**INSTRUCTIONS TO FOLLOW**
In the material below, some lines carry "standing". Copy each such line.

[EXERCISE DATA]

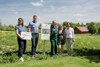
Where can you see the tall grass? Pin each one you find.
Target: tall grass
(86, 52)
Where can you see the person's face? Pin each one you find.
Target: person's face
(35, 18)
(54, 23)
(20, 21)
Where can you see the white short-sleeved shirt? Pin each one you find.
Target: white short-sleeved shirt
(69, 33)
(33, 27)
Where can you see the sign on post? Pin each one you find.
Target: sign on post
(45, 34)
(45, 31)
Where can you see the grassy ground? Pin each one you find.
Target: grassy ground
(86, 53)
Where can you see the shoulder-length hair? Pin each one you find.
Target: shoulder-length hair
(19, 21)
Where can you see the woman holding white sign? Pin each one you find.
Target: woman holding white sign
(54, 38)
(21, 42)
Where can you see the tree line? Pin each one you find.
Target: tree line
(94, 27)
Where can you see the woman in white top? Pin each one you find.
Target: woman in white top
(69, 34)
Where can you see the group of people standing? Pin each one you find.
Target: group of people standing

[/EXERCISE DATA]

**EXERCISE SOLUTION**
Where can you see the group of people standing? Pin each one you find.
Target: group of people standing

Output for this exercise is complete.